TASK TO CARRY OUT -
Include in the output the line containing "Expected: for every instance of the iced" and each subsequent line of the records, through the end, transcribed exactly. Add nothing else.

RECORDS FOR THIS TASK -
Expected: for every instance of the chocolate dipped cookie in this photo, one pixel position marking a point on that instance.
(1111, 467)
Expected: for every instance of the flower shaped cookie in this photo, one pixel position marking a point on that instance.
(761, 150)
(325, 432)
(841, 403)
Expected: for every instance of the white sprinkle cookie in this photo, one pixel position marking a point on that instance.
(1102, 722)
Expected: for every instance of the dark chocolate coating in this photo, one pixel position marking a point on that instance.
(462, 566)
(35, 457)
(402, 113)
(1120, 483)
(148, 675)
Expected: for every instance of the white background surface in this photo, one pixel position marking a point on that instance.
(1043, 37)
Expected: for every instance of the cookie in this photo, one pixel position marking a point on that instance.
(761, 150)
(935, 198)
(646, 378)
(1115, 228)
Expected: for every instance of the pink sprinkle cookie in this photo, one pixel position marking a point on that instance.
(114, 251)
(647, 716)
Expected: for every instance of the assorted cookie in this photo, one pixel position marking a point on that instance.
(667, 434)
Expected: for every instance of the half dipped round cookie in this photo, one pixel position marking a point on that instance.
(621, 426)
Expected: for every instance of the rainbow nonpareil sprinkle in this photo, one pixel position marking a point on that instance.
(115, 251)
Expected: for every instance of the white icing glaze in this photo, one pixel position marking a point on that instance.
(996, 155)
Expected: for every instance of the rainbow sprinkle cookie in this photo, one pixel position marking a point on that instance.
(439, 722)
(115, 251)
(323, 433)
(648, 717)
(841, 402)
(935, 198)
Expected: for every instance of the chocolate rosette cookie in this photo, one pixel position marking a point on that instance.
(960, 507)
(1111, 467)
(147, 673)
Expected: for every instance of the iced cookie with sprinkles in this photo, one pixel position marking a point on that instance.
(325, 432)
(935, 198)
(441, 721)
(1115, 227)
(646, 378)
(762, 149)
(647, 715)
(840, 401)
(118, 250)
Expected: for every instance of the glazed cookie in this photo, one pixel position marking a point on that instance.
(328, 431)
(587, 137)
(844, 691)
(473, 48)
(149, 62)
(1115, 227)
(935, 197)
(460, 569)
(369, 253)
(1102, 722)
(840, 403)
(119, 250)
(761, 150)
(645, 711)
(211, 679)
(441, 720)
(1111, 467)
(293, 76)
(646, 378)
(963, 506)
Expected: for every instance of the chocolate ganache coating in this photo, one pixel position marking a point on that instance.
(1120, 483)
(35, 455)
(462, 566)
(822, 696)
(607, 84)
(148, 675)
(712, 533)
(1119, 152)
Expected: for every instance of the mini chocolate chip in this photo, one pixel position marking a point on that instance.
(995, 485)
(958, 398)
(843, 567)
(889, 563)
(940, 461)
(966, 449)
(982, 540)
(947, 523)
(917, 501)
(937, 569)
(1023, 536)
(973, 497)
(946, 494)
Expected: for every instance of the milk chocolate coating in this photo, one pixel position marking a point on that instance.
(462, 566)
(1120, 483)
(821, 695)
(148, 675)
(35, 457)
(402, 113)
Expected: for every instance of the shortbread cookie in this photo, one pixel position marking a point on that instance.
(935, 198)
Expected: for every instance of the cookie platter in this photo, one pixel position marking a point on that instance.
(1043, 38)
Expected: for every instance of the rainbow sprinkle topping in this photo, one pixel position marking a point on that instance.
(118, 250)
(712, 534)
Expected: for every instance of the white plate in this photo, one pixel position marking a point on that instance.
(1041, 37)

SOLVED PROBLEM -
Expected: for every instance of the iced cookie with sprinkles in this photo, one pixel position marking a point on that instance.
(325, 432)
(935, 198)
(441, 721)
(1115, 227)
(646, 378)
(762, 149)
(647, 715)
(840, 401)
(118, 250)
Expected: for every instance of the glazed cookie in this photo, one pixel position marking a point on that instance.
(328, 431)
(587, 137)
(844, 691)
(473, 48)
(149, 62)
(1115, 227)
(935, 197)
(460, 569)
(369, 253)
(1102, 722)
(840, 403)
(119, 250)
(761, 150)
(645, 711)
(211, 679)
(441, 720)
(1111, 467)
(293, 76)
(646, 378)
(963, 506)
Expected: for every instance of the chocolate ganache coating in this photo, one pixel position marking a point on that instance.
(1120, 483)
(35, 455)
(462, 566)
(822, 696)
(607, 84)
(148, 675)
(712, 533)
(1119, 152)
Expected: for every instance of the mini chocolate chip in this photo, one pixel position marking a point on that instance.
(995, 485)
(958, 398)
(843, 567)
(889, 563)
(940, 461)
(966, 449)
(982, 540)
(947, 523)
(917, 501)
(937, 569)
(1023, 536)
(973, 497)
(946, 494)
Expected: for every instance of the milk chocolate coating in this photo, one pixel position marking a point on that instance.
(462, 566)
(1120, 483)
(821, 695)
(148, 675)
(35, 457)
(402, 113)
Expected: for every instance of the shortbread cookie in this photo, one pixel position marking a point on that instance.
(935, 198)
Expected: for every instance of the cookie platter in this photo, one pixel position marking a point on that instance.
(1043, 38)
Expected: for every instance of the rainbow sprinkle topping in this photo, one pixel position marking a point on that instance.
(118, 250)
(712, 534)
Expected: for every instance of the white plate in this photo, one pixel position marking a point on that instance.
(1041, 37)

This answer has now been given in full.